--- Excerpted data ---

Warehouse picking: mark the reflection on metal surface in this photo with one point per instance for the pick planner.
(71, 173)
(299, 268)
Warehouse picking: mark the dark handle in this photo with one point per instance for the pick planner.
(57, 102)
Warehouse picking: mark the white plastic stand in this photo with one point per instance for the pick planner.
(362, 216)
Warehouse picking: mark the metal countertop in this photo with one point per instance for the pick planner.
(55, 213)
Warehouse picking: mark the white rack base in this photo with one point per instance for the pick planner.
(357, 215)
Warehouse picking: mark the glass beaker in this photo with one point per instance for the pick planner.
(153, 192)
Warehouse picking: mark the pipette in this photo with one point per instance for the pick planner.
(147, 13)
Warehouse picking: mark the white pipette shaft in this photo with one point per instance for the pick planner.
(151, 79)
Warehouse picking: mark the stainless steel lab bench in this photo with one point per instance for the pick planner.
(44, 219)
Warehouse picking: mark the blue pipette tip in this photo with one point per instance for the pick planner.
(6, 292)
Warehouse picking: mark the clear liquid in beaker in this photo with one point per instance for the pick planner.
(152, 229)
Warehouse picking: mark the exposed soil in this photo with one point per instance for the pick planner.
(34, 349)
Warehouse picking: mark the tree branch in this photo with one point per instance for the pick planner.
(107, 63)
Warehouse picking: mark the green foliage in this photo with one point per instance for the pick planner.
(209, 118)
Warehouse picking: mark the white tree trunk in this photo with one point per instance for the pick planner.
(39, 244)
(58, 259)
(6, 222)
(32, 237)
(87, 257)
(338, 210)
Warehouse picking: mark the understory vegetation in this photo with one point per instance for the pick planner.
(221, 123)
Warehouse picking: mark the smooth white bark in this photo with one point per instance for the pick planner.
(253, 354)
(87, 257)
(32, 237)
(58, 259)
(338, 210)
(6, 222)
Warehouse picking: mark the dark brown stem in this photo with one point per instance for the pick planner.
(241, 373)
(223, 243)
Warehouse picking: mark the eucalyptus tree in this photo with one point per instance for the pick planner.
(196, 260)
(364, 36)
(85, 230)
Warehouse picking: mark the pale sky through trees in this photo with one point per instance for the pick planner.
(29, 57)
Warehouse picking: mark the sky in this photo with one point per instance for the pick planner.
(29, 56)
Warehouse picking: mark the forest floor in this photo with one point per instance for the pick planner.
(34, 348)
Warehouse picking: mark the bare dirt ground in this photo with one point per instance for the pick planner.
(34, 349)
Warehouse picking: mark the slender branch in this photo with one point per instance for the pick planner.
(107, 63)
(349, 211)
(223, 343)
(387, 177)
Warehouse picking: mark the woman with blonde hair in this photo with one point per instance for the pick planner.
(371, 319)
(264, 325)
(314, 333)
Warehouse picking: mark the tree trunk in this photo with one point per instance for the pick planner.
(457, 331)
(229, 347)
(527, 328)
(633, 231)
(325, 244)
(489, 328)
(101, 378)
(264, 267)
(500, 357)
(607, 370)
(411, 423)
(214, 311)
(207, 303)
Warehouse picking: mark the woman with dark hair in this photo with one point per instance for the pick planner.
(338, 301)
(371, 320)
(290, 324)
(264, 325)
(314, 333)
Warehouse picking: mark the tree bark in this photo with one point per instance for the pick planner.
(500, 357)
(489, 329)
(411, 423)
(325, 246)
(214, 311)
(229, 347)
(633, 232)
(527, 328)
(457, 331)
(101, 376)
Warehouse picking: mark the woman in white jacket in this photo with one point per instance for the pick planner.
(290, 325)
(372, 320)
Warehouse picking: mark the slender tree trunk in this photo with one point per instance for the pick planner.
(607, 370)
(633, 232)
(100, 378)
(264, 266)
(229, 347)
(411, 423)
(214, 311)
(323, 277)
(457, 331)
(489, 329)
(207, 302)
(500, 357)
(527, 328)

---

Challenge
Reproduce the rows above, changing each occurrence of "pick planner" to "route planner" and leaving all other wording intact.

Solution to this problem
Warehouse picking: mark the reflection on metal surface in this photo with one point per instance for the route planner.
(71, 173)
(299, 268)
Warehouse picking: mark the dark handle in this photo with one point per instance for the route planner.
(57, 102)
Warehouse picking: mark the white plastic stand in this photo with one point per instance for the route planner.
(362, 216)
Warehouse picking: mark the metal countertop in this photo with one point per instance for the route planner.
(55, 213)
Warehouse picking: mark the white rack base in this photo with one point per instance for the route planner.
(357, 215)
Warehouse picking: mark the glass beaker in this photo with one point per instance for the route planner.
(153, 192)
Warehouse picking: mark the pipette in this photo with one point per instance for the route planner.
(147, 13)
Warehouse picking: mark the white pipette shaft in this photo with one point per instance for the route planner.
(151, 79)
Warehouse picking: mark the stainless steel lab bench in this photo with one point per instance for the route planner.
(44, 219)
Warehouse picking: mark the blue pipette tip in this photo with one point per instance for the route planner.
(6, 292)
Warehouse picking: mark the clear liquid in beaker in this photo with one point per instance for the route planner.
(152, 229)
Warehouse picking: mark the exposed soil in this photo with one point per instance for the route planner.
(34, 349)
Warehouse picking: mark the tree branch in this photo with one point per instance for the route planner.
(107, 63)
Warehouse picking: mark the green foliage in this photo with one point per instance for the route planner.
(209, 118)
Warehouse picking: mark the white tree trunk in this photo with one point per instance for the route planner.
(39, 244)
(58, 259)
(6, 222)
(32, 237)
(87, 257)
(338, 210)
Warehouse picking: mark the understory vegetation in this photo with one point per instance for the route planner.
(221, 123)
Warehouse picking: mark the smooth white bark in this photo with one point per instance for the route planner.
(253, 354)
(87, 257)
(32, 237)
(58, 259)
(338, 210)
(6, 222)
Warehouse picking: mark the dark brown stem in this photo with one point per instance for the route planner.
(241, 373)
(223, 243)
Warehouse picking: mark the eucalyptus tree in this photo with one point per instance for the route planner.
(196, 260)
(364, 36)
(85, 230)
Warehouse picking: mark the pale sky through trees in this photo with one point per instance for the route planner.
(29, 57)
Warehouse picking: mark the sky in this photo with one point per instance for the route planner.
(29, 56)
Warehouse picking: mark the forest floor in this photo with one point per instance for the route planner.
(34, 348)
Warehouse picking: mark the bare dirt ground in this photo with one point per instance for the route planner.
(34, 349)
Warehouse picking: mark the slender branch in this photo with one point per instance for the route planner.
(107, 63)
(349, 211)
(223, 343)
(387, 177)
Warehouse picking: mark the woman with blonde hair in this photo with one point per instance for the route planner.
(371, 319)
(264, 325)
(314, 333)
Warehouse picking: mark the tree trunk in this photo with one point per instance for the route planner.
(457, 331)
(229, 347)
(527, 328)
(633, 231)
(325, 244)
(489, 328)
(101, 378)
(264, 267)
(500, 357)
(607, 370)
(411, 423)
(214, 311)
(207, 303)
Warehouse picking: mark the woman with dark hair in this photo with one point per instance for the route planner.
(338, 301)
(371, 320)
(290, 324)
(264, 325)
(314, 333)
Warehouse picking: mark the tree bark in this photo with one point per instance for the route planner.
(500, 357)
(489, 329)
(411, 423)
(325, 246)
(214, 311)
(229, 347)
(633, 232)
(527, 328)
(457, 331)
(101, 376)
Warehouse picking: mark the woman in white jacket in this photo with one point per instance for the route planner.
(290, 325)
(372, 320)
Warehouse picking: mark the slender tree trunk in this photo with one point per instance for the route planner.
(607, 370)
(633, 232)
(100, 378)
(264, 266)
(229, 347)
(411, 423)
(214, 311)
(323, 277)
(457, 331)
(489, 329)
(207, 302)
(500, 357)
(527, 328)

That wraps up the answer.